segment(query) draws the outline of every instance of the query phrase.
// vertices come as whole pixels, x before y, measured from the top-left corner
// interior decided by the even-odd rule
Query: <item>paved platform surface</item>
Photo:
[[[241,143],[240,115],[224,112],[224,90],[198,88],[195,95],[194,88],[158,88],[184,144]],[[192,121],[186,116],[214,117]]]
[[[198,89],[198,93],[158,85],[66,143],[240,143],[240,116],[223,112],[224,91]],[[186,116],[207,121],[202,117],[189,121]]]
_ _ _ _ _
- Objective
Copy out the listing above line for line, reproducing every character without change.

- Completed task
segment(query) draws the outline of every instance of the query phrase.
// vertices come as whole pixels, x before y, measured from the top-left corner
// interior decided by the even-odd rule
Query: <item>paved platform surface</item>
Photo:
[[[241,143],[240,115],[224,112],[224,90],[198,88],[195,95],[194,88],[158,88],[184,144]],[[192,121],[186,116],[214,117]]]
[[[198,89],[198,93],[158,85],[66,143],[240,143],[240,116],[223,112],[224,91]],[[186,116],[207,121],[202,117],[189,121]]]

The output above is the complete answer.